** SET TASK **
Could you repeat the listing from the line with "Tag every instance of the curved blue" through the end, switching "desk" to "table" and leaving everything else unchanged?

(Stored data entries)
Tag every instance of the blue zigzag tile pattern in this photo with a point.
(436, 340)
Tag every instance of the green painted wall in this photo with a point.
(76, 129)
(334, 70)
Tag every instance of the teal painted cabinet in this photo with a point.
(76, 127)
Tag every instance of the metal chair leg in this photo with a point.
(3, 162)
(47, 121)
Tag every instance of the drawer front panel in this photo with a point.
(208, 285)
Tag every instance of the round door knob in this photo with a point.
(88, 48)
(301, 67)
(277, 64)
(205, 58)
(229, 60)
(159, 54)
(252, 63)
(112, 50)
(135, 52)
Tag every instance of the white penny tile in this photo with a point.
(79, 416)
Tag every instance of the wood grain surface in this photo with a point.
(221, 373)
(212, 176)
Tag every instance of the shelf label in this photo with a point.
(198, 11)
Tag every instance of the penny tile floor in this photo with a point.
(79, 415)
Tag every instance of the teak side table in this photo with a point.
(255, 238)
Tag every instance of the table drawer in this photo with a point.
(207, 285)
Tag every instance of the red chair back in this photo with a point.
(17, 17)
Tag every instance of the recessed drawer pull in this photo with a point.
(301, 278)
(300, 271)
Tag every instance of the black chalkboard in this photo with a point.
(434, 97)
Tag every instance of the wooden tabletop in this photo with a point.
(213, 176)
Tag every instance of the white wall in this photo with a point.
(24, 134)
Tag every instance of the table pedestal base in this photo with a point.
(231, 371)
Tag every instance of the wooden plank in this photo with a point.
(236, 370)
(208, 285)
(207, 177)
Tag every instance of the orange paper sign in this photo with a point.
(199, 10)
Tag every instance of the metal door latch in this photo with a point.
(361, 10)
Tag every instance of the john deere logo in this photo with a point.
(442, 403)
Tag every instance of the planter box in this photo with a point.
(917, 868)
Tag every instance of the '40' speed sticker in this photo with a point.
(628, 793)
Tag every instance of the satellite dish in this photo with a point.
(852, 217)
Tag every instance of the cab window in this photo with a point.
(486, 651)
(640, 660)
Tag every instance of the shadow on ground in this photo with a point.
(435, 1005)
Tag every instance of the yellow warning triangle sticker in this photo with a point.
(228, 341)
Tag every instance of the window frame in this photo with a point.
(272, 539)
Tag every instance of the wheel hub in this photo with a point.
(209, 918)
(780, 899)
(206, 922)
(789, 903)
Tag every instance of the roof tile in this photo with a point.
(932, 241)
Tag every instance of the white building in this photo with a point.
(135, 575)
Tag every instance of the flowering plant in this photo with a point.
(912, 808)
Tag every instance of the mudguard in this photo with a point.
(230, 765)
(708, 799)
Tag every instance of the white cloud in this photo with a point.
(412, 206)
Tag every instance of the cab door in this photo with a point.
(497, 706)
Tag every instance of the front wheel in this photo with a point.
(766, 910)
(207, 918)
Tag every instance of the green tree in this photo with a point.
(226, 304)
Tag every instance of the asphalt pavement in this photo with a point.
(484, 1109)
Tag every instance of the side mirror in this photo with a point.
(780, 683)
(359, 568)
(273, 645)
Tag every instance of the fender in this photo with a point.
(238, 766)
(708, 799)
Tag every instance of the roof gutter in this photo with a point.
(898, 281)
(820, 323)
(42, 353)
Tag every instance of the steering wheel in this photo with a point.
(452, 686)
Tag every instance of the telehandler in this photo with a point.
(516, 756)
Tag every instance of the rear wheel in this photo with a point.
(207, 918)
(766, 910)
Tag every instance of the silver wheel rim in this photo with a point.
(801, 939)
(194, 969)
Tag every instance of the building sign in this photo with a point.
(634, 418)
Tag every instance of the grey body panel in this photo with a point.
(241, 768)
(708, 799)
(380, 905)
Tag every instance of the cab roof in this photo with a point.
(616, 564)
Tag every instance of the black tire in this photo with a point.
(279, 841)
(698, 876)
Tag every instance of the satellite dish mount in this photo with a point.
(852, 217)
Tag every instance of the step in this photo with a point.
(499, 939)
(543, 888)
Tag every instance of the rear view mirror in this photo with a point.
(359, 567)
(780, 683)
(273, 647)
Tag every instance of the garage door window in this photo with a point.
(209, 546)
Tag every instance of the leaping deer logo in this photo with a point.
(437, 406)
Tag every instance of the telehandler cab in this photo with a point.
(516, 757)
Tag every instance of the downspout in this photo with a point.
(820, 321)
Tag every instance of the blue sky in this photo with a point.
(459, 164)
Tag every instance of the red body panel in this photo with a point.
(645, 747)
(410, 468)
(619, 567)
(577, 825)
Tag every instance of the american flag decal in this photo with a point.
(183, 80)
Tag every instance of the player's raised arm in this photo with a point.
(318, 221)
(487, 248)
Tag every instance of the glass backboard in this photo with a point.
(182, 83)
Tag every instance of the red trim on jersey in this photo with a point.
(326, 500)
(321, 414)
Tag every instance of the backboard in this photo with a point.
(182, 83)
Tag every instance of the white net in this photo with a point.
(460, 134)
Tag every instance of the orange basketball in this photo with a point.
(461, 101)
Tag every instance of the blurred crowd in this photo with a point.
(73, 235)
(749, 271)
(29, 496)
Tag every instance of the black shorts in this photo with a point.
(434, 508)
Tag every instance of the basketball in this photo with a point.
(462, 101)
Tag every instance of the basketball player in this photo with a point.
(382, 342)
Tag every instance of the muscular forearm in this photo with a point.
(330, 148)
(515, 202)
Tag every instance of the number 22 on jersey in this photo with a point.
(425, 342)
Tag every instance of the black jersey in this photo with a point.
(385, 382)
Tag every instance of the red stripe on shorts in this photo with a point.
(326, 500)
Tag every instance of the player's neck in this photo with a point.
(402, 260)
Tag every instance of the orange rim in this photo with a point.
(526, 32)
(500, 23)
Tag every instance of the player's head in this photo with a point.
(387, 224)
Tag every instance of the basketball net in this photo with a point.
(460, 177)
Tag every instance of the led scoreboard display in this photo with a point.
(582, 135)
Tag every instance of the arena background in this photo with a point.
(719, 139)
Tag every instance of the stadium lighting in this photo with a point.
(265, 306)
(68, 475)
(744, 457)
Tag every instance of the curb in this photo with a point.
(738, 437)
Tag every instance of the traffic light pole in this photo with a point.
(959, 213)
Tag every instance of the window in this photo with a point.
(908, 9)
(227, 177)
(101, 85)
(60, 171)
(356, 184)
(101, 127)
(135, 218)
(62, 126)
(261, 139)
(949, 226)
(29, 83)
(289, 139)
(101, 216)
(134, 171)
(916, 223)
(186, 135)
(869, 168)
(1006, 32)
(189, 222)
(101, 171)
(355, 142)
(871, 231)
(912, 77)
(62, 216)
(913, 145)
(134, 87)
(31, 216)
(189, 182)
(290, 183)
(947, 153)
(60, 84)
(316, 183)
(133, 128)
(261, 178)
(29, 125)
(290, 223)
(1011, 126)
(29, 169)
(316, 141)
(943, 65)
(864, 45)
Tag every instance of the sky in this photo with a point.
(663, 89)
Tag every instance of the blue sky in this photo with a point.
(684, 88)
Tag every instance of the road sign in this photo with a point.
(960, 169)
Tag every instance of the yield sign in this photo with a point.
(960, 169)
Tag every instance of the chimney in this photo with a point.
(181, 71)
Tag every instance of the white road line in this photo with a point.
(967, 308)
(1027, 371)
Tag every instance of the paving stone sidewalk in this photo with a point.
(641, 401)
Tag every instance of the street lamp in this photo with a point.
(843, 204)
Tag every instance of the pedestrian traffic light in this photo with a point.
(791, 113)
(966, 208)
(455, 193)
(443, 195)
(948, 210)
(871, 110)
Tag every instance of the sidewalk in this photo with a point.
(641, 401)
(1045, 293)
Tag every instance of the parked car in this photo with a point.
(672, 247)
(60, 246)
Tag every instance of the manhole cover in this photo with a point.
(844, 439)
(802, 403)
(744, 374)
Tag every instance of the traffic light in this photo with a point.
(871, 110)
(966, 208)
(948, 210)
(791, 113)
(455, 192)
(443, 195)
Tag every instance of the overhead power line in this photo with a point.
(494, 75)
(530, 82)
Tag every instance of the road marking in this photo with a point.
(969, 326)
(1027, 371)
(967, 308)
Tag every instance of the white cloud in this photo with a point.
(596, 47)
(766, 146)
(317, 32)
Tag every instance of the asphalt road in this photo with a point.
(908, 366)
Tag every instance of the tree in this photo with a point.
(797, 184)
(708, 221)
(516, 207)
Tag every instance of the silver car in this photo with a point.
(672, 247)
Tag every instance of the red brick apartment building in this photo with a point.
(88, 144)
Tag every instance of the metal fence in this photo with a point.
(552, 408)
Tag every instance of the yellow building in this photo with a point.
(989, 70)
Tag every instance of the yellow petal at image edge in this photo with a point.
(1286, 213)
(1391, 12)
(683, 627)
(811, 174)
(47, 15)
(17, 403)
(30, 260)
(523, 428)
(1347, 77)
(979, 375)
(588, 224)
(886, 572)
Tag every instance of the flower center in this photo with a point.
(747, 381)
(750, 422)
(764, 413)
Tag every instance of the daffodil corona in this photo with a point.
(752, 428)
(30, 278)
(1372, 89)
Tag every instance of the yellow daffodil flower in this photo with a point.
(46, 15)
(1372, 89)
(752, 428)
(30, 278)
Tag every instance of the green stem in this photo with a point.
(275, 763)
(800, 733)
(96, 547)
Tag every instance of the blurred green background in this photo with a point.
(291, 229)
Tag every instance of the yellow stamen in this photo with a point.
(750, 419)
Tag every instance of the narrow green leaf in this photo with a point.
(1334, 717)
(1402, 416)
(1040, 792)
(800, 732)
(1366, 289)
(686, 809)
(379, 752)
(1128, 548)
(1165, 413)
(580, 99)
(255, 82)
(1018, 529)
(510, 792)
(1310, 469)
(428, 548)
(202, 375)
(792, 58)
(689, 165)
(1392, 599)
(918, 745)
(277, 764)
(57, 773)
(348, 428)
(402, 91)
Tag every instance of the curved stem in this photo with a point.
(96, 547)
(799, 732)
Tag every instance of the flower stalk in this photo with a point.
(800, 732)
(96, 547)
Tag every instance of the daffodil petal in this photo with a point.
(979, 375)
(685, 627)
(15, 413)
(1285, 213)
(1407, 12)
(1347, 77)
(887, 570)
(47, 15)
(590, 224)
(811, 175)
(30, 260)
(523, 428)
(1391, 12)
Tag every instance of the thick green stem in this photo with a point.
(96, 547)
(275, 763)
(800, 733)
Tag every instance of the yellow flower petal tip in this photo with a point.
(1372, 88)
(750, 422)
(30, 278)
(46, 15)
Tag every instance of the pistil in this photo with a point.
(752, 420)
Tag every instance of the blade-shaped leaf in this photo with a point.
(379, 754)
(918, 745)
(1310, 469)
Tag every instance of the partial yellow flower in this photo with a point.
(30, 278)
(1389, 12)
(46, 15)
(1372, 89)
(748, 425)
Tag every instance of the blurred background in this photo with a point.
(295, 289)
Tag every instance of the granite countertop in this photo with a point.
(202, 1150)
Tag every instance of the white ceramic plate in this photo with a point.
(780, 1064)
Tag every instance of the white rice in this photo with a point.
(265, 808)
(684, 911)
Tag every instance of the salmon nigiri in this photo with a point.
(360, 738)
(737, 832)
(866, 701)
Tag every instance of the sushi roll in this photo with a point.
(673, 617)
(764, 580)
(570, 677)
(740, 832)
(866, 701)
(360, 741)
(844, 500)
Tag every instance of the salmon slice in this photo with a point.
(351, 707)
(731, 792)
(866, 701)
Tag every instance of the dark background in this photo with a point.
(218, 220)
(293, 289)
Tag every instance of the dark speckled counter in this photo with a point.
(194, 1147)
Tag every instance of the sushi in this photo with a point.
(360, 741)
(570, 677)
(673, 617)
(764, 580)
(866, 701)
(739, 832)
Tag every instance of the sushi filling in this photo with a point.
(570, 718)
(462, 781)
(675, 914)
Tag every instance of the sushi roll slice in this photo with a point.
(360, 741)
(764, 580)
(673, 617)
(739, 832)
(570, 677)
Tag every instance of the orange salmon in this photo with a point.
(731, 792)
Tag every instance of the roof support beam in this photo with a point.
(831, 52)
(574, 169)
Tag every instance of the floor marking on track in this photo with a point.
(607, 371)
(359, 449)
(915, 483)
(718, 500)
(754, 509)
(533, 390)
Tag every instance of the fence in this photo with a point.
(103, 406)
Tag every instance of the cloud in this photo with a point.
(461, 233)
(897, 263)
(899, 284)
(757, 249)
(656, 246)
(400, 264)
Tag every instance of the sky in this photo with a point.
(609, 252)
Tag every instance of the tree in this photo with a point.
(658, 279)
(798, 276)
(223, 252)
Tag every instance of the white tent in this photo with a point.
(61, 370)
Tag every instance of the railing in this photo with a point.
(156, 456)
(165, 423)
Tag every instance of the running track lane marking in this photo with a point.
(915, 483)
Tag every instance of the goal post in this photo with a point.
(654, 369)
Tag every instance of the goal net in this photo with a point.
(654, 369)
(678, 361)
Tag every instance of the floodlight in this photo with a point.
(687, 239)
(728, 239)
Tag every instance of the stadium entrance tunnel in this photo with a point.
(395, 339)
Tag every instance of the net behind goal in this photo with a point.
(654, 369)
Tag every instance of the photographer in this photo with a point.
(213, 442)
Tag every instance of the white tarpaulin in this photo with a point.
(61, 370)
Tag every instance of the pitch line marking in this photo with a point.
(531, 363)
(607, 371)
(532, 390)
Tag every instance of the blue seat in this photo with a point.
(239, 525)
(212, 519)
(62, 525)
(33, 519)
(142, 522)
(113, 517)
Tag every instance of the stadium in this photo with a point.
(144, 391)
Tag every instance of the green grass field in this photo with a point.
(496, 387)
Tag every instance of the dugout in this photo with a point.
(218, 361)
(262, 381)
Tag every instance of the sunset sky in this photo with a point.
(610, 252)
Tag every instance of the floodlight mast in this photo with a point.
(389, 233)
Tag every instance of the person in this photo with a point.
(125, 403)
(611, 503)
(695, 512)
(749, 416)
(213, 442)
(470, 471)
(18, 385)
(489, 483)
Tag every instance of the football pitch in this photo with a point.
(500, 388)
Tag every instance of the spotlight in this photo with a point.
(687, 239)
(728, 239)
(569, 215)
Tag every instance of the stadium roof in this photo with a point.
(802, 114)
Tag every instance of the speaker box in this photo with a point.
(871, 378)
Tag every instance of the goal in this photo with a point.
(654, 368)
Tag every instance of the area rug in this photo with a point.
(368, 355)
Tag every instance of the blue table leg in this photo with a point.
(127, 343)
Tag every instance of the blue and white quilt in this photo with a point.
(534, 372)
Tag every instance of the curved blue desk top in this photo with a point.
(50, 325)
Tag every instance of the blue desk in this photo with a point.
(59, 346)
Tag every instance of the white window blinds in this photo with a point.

** RESPONSE TO THE TASK **
Tag every instance of the curved blue table top in this photo with a point.
(50, 325)
Tag every instance of the blue table in this photo with a point.
(59, 346)
Tag every instance of the white window blinds in this photo with a point.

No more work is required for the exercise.